→ Problem description
Copy out the lines below word for word, without changing any of them.
──────── Exercise data
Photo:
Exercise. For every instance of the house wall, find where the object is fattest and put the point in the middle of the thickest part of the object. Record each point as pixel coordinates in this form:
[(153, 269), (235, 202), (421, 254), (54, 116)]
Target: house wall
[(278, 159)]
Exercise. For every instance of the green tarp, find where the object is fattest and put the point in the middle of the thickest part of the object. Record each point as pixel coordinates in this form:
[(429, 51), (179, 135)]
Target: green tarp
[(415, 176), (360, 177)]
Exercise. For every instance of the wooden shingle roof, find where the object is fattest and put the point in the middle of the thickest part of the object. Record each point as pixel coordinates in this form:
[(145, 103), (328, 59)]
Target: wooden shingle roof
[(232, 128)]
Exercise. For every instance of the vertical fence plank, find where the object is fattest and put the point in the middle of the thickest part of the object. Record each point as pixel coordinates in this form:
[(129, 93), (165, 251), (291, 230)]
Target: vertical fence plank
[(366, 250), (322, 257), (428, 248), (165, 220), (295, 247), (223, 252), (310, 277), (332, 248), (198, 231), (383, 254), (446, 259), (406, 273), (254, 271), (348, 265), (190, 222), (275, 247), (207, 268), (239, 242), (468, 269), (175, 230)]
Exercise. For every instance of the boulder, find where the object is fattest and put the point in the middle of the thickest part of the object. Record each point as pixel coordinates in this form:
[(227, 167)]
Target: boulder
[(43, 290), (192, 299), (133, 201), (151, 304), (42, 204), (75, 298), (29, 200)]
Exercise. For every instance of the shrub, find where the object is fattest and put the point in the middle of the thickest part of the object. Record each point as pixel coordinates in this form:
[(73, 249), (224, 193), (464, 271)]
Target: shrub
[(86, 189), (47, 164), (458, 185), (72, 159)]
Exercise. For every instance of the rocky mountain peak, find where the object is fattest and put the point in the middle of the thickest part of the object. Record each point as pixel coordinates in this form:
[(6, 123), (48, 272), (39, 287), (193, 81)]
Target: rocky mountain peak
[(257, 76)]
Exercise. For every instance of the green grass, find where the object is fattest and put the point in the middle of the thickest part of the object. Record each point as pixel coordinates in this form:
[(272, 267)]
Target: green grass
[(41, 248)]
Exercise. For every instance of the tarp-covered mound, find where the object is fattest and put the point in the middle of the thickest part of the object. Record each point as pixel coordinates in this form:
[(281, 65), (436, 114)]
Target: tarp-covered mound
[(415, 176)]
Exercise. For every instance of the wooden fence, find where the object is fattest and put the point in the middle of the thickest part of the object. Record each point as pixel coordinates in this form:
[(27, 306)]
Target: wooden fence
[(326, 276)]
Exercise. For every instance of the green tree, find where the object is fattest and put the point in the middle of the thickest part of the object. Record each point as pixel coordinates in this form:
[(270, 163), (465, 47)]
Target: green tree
────────────────
→ Expected answer
Photo:
Exercise. For every instance of the house wall, find where the object is fattest and put the point in the middle of the thickest part of the object. Record each point as pixel coordinates in this form:
[(153, 269), (235, 202), (421, 254), (54, 116)]
Target: house wall
[(278, 159)]
Exercise. For every instance of the green tarp, find where the object is fattest and put the point in the middle of the thickest part of the object. Record each point as pixel coordinates in this form:
[(429, 51), (179, 135)]
Target: green tarp
[(415, 176), (360, 177)]
Exercise. For every instance of the wooden shingle roof, find where the object is fattest and put the point in the middle of the thickest part of the object. Record each point as pixel coordinates in this form:
[(145, 103), (328, 59)]
Target: wooden shingle roof
[(232, 128)]
Exercise. For every instance of the vertical fence plank, find where the object is fattest and put the point in the middle of the thickest part of the object. Record each point as pixel coordinates in this form:
[(129, 93), (165, 251), (291, 230)]
Target: vertical fence plank
[(366, 250), (322, 257), (428, 248), (165, 220), (295, 247), (223, 252), (310, 277), (332, 248), (198, 231), (383, 254), (446, 259), (406, 273), (254, 271), (348, 265), (190, 222), (275, 247), (207, 268), (239, 242), (468, 269), (175, 230)]
Exercise. For every instance of the boulder, find where the object is fattest and put the point in the middle of the thickest part of the object. Record each point as pixel coordinates in this form:
[(227, 167)]
Target: boulder
[(43, 290), (192, 299), (133, 201), (151, 304), (42, 204), (75, 298), (29, 200)]
Exercise. For every instance of the shrub, find where the object is fattest and put the point in the middle of the thickest part of the object. Record each point as pixel coordinates in this form:
[(73, 249), (224, 193), (464, 271)]
Target: shrub
[(86, 189), (47, 164), (458, 185), (72, 159)]
Exercise. For every instance of the rocky mountain peak, find where the object is fattest and put the point in the middle of the thickest part of the object. Record each point as pixel coordinates in this form:
[(6, 123), (48, 272), (39, 287), (193, 81)]
Target: rocky mountain peak
[(257, 76)]
Exercise. For every instance of the green grass, find where the object is fattest and put the point in the middle of the thickest part of the object. Record each point as pixel coordinates in this form:
[(272, 267)]
Target: green grass
[(41, 248)]
Exercise. For every instance of the tarp-covered mound, find where the object is fattest and put the point in the middle of the thickest part of the object. Record each point as pixel coordinates in this form:
[(281, 65), (436, 114)]
Target: tarp-covered mound
[(415, 176)]
Exercise. For every instance of the wooden fence, find where the object is fattest and put the point in the middle of the thickest part of the object. Record each point as pixel coordinates in this form:
[(27, 306)]
Target: wooden fence
[(326, 276)]
Exercise. For every instance of the green tree, find where the object is fattest and put the point in the middle of the thickest part of the object. Record each point as pixel coordinates in this form:
[(270, 163), (465, 47)]
Target: green tree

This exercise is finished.